▶ **Data supplied**

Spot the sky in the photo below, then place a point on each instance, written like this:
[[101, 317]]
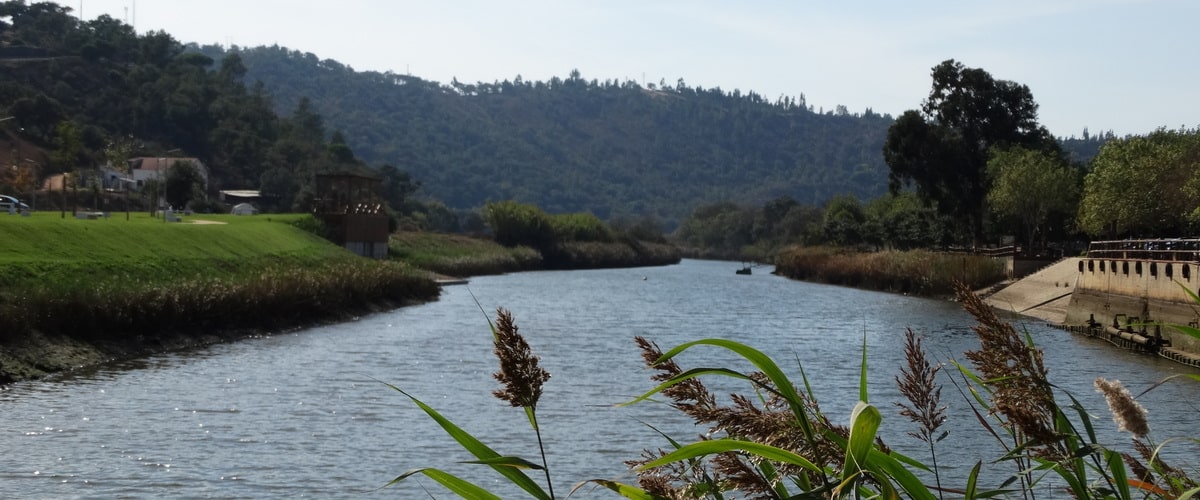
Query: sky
[[1127, 66]]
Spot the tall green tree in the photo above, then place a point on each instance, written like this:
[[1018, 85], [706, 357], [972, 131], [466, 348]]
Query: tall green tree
[[183, 184], [942, 149], [1144, 186], [1032, 187]]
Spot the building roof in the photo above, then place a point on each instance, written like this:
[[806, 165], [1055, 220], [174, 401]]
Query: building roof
[[159, 162]]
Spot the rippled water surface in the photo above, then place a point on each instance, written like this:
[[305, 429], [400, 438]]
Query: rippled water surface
[[307, 414]]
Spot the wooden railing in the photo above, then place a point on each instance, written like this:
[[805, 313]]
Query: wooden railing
[[1170, 250]]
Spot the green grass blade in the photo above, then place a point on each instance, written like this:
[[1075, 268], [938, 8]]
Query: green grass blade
[[623, 489], [862, 374], [1117, 471], [864, 423], [717, 446], [972, 481], [689, 374], [893, 467], [460, 487], [515, 462], [765, 365], [479, 450]]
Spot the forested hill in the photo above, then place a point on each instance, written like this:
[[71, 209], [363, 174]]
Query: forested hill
[[611, 148]]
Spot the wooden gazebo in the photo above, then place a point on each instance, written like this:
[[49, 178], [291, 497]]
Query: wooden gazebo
[[352, 209]]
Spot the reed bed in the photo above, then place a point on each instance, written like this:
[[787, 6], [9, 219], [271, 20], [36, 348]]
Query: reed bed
[[594, 254], [460, 255], [919, 272], [773, 440], [277, 296]]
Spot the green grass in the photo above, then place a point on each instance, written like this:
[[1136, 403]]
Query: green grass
[[48, 251], [111, 285]]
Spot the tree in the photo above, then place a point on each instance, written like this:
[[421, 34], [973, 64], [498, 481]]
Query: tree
[[1032, 186], [1144, 186], [844, 221], [183, 184], [943, 148], [397, 187]]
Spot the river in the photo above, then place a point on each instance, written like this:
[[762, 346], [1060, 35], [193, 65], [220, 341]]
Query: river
[[307, 414]]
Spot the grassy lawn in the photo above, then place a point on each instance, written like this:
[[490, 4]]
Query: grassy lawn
[[47, 248]]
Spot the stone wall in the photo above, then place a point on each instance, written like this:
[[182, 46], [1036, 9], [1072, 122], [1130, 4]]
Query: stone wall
[[1143, 289]]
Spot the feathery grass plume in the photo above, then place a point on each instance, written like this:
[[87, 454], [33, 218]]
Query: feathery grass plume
[[771, 422], [918, 384], [690, 396], [1018, 378], [520, 373], [1128, 414]]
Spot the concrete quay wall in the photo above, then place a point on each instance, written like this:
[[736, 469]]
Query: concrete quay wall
[[1146, 289]]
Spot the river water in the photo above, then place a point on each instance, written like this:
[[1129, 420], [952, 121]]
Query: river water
[[307, 414]]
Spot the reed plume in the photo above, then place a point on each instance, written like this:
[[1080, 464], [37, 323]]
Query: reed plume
[[771, 422], [1014, 371], [1128, 414], [918, 384], [520, 373]]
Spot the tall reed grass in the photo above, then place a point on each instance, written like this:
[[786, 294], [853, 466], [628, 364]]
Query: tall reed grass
[[773, 440], [919, 272], [273, 297]]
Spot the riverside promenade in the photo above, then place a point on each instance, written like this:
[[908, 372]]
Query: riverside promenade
[[1043, 295]]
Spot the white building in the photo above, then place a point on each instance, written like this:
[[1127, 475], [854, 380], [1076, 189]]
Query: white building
[[150, 167]]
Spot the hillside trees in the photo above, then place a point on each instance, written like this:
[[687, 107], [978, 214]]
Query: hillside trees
[[612, 148], [1032, 187], [943, 149], [1144, 186]]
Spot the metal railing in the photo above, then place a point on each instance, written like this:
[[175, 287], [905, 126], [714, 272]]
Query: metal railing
[[1167, 250]]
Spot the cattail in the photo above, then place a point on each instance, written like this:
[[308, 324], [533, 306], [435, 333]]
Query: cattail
[[520, 373], [1128, 414]]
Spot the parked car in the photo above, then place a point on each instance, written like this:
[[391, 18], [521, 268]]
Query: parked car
[[10, 203]]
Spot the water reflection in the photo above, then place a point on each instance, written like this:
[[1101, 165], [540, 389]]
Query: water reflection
[[306, 414]]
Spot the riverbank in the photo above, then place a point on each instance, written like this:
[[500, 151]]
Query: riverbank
[[463, 255], [76, 291], [917, 272]]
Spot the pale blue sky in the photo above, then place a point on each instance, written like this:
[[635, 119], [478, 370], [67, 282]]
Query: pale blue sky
[[1129, 66]]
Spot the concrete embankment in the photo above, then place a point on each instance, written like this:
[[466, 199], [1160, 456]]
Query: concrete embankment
[[1044, 295]]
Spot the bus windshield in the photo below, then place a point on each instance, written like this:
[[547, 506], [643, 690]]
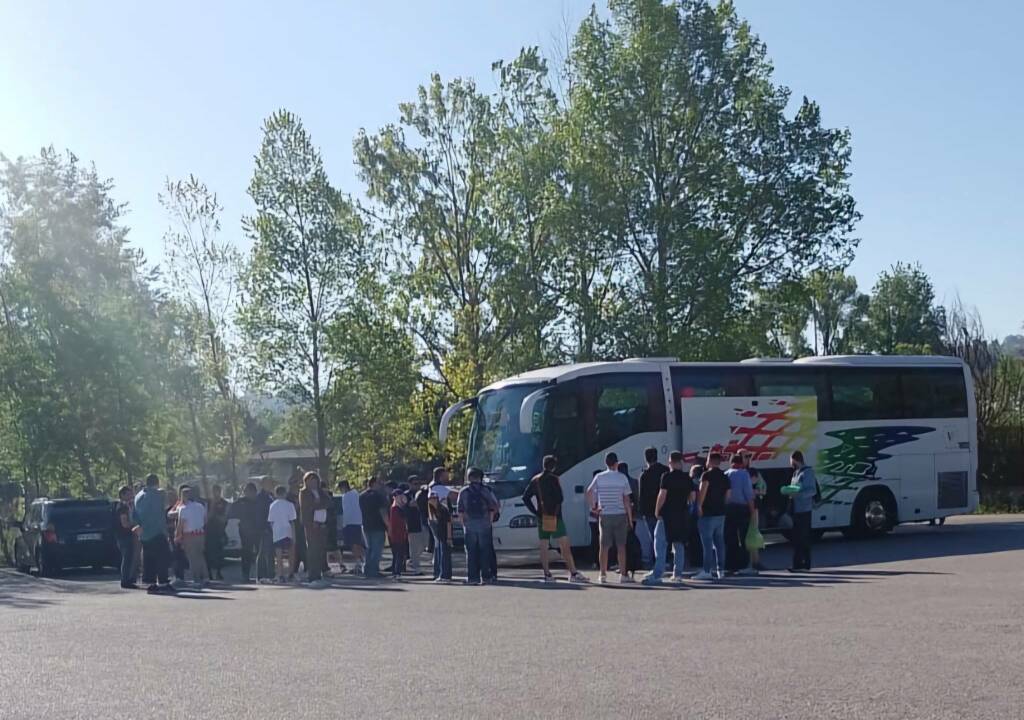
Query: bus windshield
[[496, 445]]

▶ **What to work on**
The output should consist of every entry above, printed exactly, with the images removed.

▶ **Reply to the task**
Spot the sky in the photo below, then place a point on each instance, written like this:
[[101, 317]]
Query: sky
[[1127, 66]]
Spot the tall green tree in the photo above, then place a point on each instance, written like this:
[[1018, 85], [706, 357], [972, 131], [466, 348]]
Query: tall green tree
[[183, 184], [942, 149], [1144, 186], [1032, 187]]
Spot the building roof in the photo above, then place a point on each instance, written like this:
[[806, 165], [1055, 220], [174, 401]]
Query: building roof
[[159, 162]]
Spot the rippled water surface in the photo above, then place a point on each instance, written like this:
[[305, 429], [400, 438]]
Query: rippled water surface
[[307, 414]]
Spot the wooden railing in the photo above, then place a point on each instance, written like this:
[[805, 313]]
Query: wooden railing
[[1170, 250]]
Spot the green grass blade in the photo above, then place a point on each instance, written like this:
[[1075, 268], [938, 8]]
Query: green grass blade
[[623, 489], [862, 374], [1117, 471], [864, 423], [717, 446], [972, 481], [689, 374], [893, 467], [460, 487], [515, 462], [765, 365], [479, 450]]
Spot the forested hill in the photo above, then place a point on each instance, written like this:
[[71, 209], [363, 174]]
Query: forested hill
[[611, 148]]
Spot the wooden gazebo in the photo above, then place a point on each instance, written like this:
[[49, 178], [291, 497]]
Query: wooden gazebo
[[352, 209]]
Spot the reed bed in the photo above, then place a point on each instance, written like this:
[[787, 6], [9, 219], [271, 20], [36, 348]]
Query: reed bed
[[594, 254], [460, 255], [919, 272], [773, 440], [277, 296]]
Spot the green grass in the photo above, then place a point on each instance, written like this:
[[1136, 403]]
Query: green grass
[[48, 251], [111, 285]]
Spot the tree in the photo above, then place a point on each instance, written like this:
[[421, 34], [973, 64], [498, 481]]
Query: tree
[[1032, 186], [1144, 186], [844, 221], [183, 184], [943, 148], [397, 187]]
Spot the river in the photo above, then place a point on each instance, written like this:
[[762, 346], [1060, 35], [193, 65], [220, 341]]
Query: river
[[307, 414]]
Spot the grassy lawn in the photo above, then place a point on each instance, written like this:
[[490, 4]]
Query: grassy lawn
[[47, 248]]
Spot the stone wall in the photo above, then place a point on each instance, written like this:
[[182, 46], [1036, 9], [1072, 122], [1130, 4]]
Query: stone wall
[[1143, 289]]
Spot the feathery grass plume in the photo above, then place a point on each instance, written like this:
[[87, 454], [33, 218]]
Query: feathery grass plume
[[771, 422], [918, 384], [690, 396], [1018, 378], [520, 373], [1128, 414]]
Spot the concrete quay wall in the photo above, then place a point on each instance, written like this:
[[736, 469]]
Query: concrete quay wall
[[1146, 289]]
Spot the river water in the photo above, then place a point on each instance, written like this:
[[1129, 420], [952, 121]]
Query: river water
[[307, 414]]
Spot the reed plume in the photo above, then place a point on each instance, written like this:
[[1080, 464], [37, 323]]
Query: reed plume
[[771, 422], [1014, 371], [1128, 414], [918, 384], [520, 373]]
Spot the tall reed grass in the photo above, then place a point on each instance, written like this:
[[786, 294], [853, 466], [628, 364]]
Query: tall reed grass
[[773, 440], [919, 272], [273, 297]]
Spot the riverside promenade in the photo above, then place a point on each instance, written like this:
[[908, 372]]
Query: riverside promenade
[[1043, 295]]
Spot the white building in the photo above, then place a point on each instance, written like this:
[[1127, 475], [854, 380], [1076, 189]]
Query: white building
[[150, 167]]
Spot the hillside trees in the photo above, then place a point on each instance, written like this:
[[687, 107], [978, 214]]
Query: hillside trees
[[612, 148], [1032, 187], [943, 149], [1144, 186]]
Spot the metal railing in the photo above, then place a point on each instance, written like this:
[[175, 287], [905, 126], [714, 272]]
Query: metal railing
[[1167, 250]]
Spot the cattail in the photo above, then place a point on each instance, written like this:
[[308, 324], [533, 306], [435, 333]]
Query: cattail
[[520, 373], [1128, 414]]
Spot the parked car in the photo above, then place a point on each instance, written like this:
[[391, 18], [521, 268]]
Query: parked car
[[10, 203]]
Spot the water reflection in the photo above, then place a point on each instance, written like this:
[[1101, 165], [540, 389]]
Query: water reflection
[[306, 414]]
Spot the riverbank in the photo above, then place a point on each instance, written like this:
[[500, 151]]
Query: riverbank
[[463, 255], [76, 291], [917, 272]]
Spot the pale blue sky in the photo above, then place a point on each instance, written like this:
[[635, 119], [478, 370], [67, 282]]
Query: pale blue sky
[[1129, 66]]
Spot the concrete embankment in the photo above, then place a point on each instance, written like this:
[[466, 199], [1160, 456]]
Query: concrete embankment
[[1044, 295]]
Spot the bus windshield in the photo below, then place a point on each instance, written like this:
[[547, 506], [643, 690]]
Query: bus windshield
[[496, 445]]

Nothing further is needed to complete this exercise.